### Exercise requirements
The required output is the complete listing, copied word for word.
-- Data provided follows --
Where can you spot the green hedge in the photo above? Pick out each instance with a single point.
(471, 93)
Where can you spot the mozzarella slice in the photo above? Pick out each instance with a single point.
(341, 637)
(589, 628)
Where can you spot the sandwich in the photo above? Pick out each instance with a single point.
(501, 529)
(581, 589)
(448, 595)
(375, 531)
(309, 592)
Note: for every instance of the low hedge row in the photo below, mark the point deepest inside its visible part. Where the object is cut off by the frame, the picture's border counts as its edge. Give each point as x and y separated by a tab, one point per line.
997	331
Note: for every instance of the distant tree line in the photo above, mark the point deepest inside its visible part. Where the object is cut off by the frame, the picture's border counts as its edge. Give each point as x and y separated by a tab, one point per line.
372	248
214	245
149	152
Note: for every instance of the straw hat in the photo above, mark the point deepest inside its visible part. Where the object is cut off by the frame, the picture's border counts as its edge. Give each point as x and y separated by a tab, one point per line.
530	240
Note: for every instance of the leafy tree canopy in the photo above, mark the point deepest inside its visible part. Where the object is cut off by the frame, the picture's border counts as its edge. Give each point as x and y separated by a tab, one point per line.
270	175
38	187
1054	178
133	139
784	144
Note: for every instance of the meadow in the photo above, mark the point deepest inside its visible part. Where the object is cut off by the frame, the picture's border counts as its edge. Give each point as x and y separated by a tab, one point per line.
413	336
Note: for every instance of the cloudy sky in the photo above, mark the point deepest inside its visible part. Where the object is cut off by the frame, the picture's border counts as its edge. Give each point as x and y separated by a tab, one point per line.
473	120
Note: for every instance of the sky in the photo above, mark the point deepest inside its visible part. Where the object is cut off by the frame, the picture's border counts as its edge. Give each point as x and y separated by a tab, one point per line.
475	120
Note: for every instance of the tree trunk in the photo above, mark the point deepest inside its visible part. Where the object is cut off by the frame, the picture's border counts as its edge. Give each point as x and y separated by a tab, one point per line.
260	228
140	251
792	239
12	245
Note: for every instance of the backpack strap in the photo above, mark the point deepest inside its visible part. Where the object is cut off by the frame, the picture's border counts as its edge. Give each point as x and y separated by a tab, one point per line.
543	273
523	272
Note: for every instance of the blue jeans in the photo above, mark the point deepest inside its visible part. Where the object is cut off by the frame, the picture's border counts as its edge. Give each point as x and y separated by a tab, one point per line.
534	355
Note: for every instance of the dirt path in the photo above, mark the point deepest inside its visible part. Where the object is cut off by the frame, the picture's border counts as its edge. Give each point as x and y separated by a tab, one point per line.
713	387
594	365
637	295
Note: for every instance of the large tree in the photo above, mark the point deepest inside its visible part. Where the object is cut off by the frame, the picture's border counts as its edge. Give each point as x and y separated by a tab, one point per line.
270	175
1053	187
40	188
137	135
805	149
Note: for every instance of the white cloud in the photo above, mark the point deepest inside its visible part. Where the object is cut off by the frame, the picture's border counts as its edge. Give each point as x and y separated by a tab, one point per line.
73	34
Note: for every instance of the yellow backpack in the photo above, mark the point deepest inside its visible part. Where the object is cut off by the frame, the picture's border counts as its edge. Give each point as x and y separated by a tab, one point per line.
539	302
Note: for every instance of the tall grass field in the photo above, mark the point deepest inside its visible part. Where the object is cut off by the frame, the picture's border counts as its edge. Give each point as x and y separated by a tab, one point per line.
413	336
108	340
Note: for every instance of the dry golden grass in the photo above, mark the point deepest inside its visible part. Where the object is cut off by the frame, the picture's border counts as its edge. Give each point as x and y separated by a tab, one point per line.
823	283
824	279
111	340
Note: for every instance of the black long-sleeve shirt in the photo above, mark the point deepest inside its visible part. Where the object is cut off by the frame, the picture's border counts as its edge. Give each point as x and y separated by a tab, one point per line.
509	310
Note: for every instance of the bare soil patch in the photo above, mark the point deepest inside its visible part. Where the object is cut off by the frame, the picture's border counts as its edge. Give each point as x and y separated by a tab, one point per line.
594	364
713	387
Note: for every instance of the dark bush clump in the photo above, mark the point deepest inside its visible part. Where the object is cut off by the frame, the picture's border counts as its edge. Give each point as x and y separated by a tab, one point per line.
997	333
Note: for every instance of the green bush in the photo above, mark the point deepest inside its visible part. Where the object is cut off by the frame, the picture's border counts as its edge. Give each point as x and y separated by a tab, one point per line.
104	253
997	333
-- Data provided concluded --
### Task result
Where can you spot the green hedge in the photo above? Pick out each instance with a single point.
(471, 93)
Where can you spot the mozzarella slice in the photo above? Pick out each instance with a single point.
(341, 637)
(589, 628)
Where can you spot the sandwich in the photo above? Pick out each instance with a single point.
(501, 529)
(581, 589)
(448, 595)
(375, 531)
(309, 592)
Note: for every instance of the low hedge row in the photo below, mark the point deepest inside its visible part. Where the object is cut off by the frame, the picture's border counts as its edge. Give each point as x and y separated by a tab, one point per line.
997	331
Note: for every instance of the distant tree line in the photo above, mark the point deepest inside its visible part. Where the object is cut off by the frame, the picture's border counts as its edge. Give each point as x and y separated by a tab, one point per line.
372	248
214	245
149	152
Note: for every instance of the straw hat in the photo above, mark the point deepest inside its visible part. Where the object is cut off by the frame, the picture's border counts as its edge. Give each point as x and y separated by a tab, one point per line.
530	240
Note: for every instance of the leafy tree canopy in the photo above, mark the point deepest inside its visible part. Where the object is cut off by the frame, the picture's border counts as its edge. Give each point as x and y separated by a tab, one point per line.
270	175
38	187
1054	178
133	139
784	144
Note: for every instance of the meadow in the photo above, mark the point deepest inside its visible part. Where the object is cut off by the frame, the picture's border counts as its edge. Give each point as x and y separated by a tab, one point per line.
413	336
Note: for every instance of the cloudy sky in the photo above, mark the point deepest inside its visible part. Where the object is cut off by the frame, the picture's border counts as its edge. Give each point as x and y separated by a tab, one point per line.
473	120
Note: for every instance of the sky in the photo above, mark the point deepest inside its visible part. Where the object is cut off by the frame, the picture's border counts as its edge. Give each point as x and y separated by a tab, one point per line.
475	120
Note: for every instance of the tree trunk in the photo above, mark the point deepest inside its visible part. Where the object is cut off by the frame, the picture's border counts as its edge. Give each point as x and y separated by a tab, one point per line.
260	228
140	251
792	239
12	245
Note: for every instance of the backpack strap in the photo above, mark the point deepest inside its visible part. Where the object is cut off by the frame, the picture's border counts as its edge. Give each point as x and y separated by a tab, one point per line.
543	273
523	272
Note: for every instance of the blue jeans in the photo above, mark the point deepest inside its visible part. Where the object is cut off by the frame, the picture's border counts as its edge. Give each point as x and y separated by a tab, one point per line.
534	355
Note: for every instance of the dirt path in the photo above, mark the point deepest inside its visible part. Where the object is cut off by the frame, the picture's border counts as its edge. Give each point as x and y separated by a tab, one point per line.
713	387
594	365
637	295
Note: for every instance of the large tree in the photo above, mark the point deepest inside its visible part. Where the object is cut off by the frame, the picture's border counts as its edge. Give each point as x and y separated by a tab, one point per line.
270	175
1053	187
40	188
137	135
805	149
Note: for every instance of the white cloud in the photo above, mark the point deepest inside its visible part. Where the object is cut off by the frame, the picture's border counts as its edge. Give each point as x and y separated by a tab, one point per line.
73	34
Note: for every instance of the yellow backpack in the photo above, mark the point deepest inside its visible part. Where the object is cut off by the frame, the picture's border counts as its edge. Give each point as x and y separated by a tab, one point per line.
539	302
Note: for every instance of the tall grass field in the photo above, mark the point deepest inside its visible part. Where the object is cut off by the frame, the picture's border counts as its edge. Give each point as x and y separated by a tab, one point per line.
413	336
108	340
Note: for every instance of the dry golden grass in the photo above, mark the point deepest inside its visible part. Where the object is cut off by the frame, the picture's border counts as its edge. Give each point as x and y separated by a tab, one point per line.
823	283
824	279
111	340
Note: for every instance of the black long-sleeve shirt in the photo above, mark the point deepest inside its visible part. Where the object is cut off by the frame, the picture's border counts as its edge. Give each point as x and y separated by a tab, one point per line.
509	310
Note: for every instance of the bare soil patch in the photo above, mark the point deepest inside its visible part. Where the object is cut off by the frame, the picture's border counts as its edge. Give each point as x and y separated by a tab, one point per line.
594	364
713	387
Note: for every instance of the dark bush clump in the photo above, mark the point deepest inside its visible part. Where the object is cut off by the frame, the picture's border counts as its edge. Give each point as x and y separated by a tab, one point per line.
997	333
Note: for every instance of the green bush in the photo above, mark the point deepest inside its visible part. Where the object is cut off by the frame, the picture's border counts as its edge. Give each point as x and y separated by a tab, one point per line.
104	253
997	333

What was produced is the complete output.